*** Opening Exercise data ***
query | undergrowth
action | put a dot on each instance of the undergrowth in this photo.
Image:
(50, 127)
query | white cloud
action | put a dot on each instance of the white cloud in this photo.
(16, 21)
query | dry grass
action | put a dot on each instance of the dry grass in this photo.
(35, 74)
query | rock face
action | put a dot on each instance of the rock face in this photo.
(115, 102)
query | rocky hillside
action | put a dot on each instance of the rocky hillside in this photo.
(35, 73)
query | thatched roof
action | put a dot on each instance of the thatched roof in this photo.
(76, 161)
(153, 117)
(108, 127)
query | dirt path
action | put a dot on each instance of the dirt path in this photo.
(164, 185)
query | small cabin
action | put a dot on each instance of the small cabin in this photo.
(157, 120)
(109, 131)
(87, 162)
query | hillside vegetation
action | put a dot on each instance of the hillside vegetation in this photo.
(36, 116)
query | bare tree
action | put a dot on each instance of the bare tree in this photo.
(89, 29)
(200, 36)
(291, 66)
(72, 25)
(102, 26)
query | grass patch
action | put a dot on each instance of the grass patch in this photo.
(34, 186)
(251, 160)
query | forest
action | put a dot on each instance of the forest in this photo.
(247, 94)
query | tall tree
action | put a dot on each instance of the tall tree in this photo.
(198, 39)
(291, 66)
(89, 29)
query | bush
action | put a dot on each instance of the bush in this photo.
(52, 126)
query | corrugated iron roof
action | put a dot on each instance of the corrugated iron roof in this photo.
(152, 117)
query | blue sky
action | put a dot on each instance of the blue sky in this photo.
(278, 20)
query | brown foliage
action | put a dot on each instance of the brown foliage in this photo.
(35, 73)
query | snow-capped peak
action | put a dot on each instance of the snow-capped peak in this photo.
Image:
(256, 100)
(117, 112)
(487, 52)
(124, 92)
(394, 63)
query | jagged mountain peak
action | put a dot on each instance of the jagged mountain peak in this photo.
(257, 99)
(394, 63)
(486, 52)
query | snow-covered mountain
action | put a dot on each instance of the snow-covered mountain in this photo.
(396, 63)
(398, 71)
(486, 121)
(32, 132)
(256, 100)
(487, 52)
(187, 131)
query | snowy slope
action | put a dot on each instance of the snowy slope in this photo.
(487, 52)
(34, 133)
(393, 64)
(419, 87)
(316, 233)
*** Closing Exercise data ***
**Task goal**
Lines holding the string "capped" must be copied out of the entries above.

**Result of this task**
query | snow-capped peak
action | put a dot on each instance of the snow-capped peak in this photo.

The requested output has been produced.